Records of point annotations

◆ ◆ ◆

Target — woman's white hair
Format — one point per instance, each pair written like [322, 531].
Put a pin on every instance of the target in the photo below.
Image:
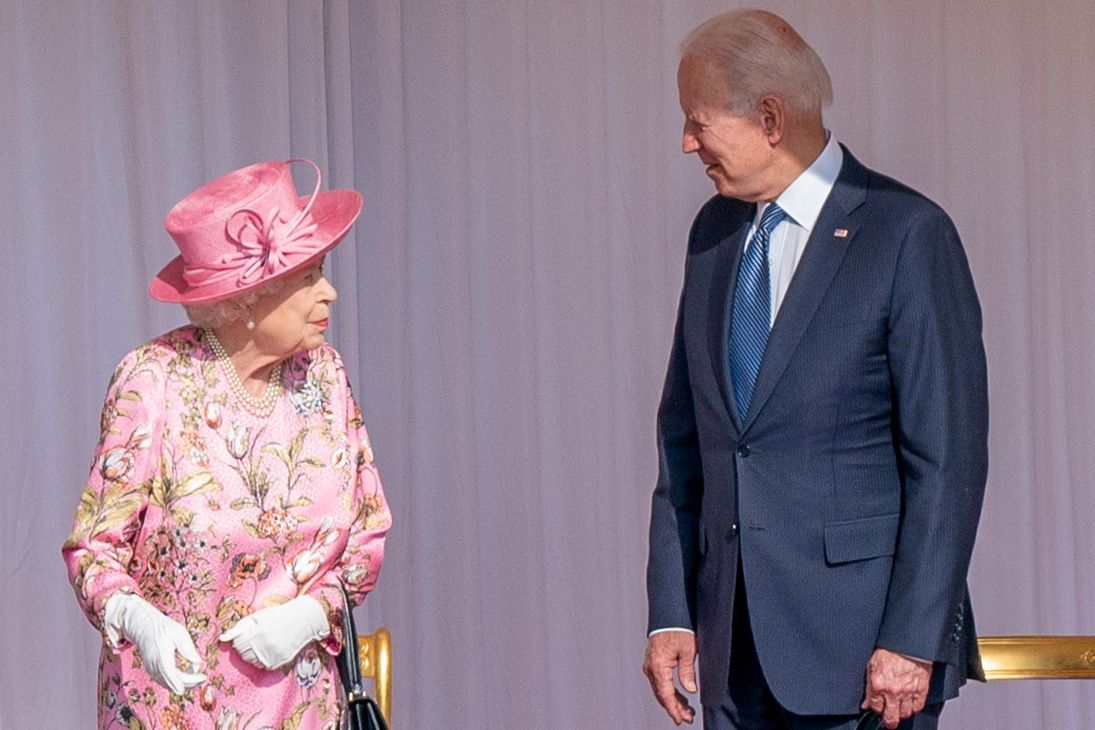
[233, 309]
[758, 53]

◆ ◆ ◆

■ **Requirements**
Rewrite the records above, replacing "instance" with "occurrence" and keeping everything else the same. Leave the pictures out of your version.

■ **Reply**
Target — woman's white hair
Format — one point per occurrence, each pair written like [322, 531].
Put a pin on every occurrence of the target in the photo below.
Image:
[233, 309]
[758, 53]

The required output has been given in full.